Problem statement:
Reproduce the entries below word for word. Start at the line containing "frame so the biologist can log the sighting." and stop after the line containing "[582,138,640,334]".

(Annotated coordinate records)
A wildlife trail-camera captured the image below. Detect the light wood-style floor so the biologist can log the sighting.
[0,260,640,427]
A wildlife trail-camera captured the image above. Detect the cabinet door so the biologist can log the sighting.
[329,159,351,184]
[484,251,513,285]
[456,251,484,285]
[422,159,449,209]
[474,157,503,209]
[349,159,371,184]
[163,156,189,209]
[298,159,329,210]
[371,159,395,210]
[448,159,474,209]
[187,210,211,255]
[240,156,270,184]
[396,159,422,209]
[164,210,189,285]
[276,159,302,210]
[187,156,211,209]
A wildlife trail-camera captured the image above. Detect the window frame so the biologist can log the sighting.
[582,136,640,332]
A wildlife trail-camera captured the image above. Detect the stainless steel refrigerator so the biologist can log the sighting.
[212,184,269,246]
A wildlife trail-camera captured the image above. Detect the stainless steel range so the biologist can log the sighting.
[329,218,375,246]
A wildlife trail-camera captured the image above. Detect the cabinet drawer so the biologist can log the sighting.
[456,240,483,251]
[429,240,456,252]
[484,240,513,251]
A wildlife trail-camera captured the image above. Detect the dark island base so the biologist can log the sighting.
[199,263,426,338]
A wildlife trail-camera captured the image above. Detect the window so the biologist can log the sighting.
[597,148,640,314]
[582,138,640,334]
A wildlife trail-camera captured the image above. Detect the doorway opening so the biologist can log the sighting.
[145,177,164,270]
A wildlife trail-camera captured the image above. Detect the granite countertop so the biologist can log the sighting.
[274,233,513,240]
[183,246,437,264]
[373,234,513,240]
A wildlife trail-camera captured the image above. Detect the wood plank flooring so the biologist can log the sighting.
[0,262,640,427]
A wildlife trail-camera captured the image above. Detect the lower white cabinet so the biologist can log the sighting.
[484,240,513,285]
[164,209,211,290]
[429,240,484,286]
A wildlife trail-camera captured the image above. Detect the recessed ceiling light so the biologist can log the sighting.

Response to the exercise:
A wildlife trail-camera captured the image above. Detect the window frame so the biologist can log the sighting.
[582,136,640,332]
A wildlife trail-camera captured the image above. Detect the stainless steel refrigerator so the biologist can log the sighting.
[212,184,269,246]
A wildlife trail-camera captured the image above. Detect the stainless steel range so the biologist can log the sighting.
[329,218,375,246]
A wildlife trail-camera captured the image above. Detect the cabinet drawer so the biologist can log the sighting.
[456,240,483,251]
[429,240,456,252]
[484,240,513,251]
A wildlife trail-camera captured the image above. Detect the dark island base so the biologist can log the sighting.
[199,263,426,338]
A wildlife trail-camera captured the image above. Detect the window so the biologist can log the sighting.
[597,148,640,314]
[582,138,640,334]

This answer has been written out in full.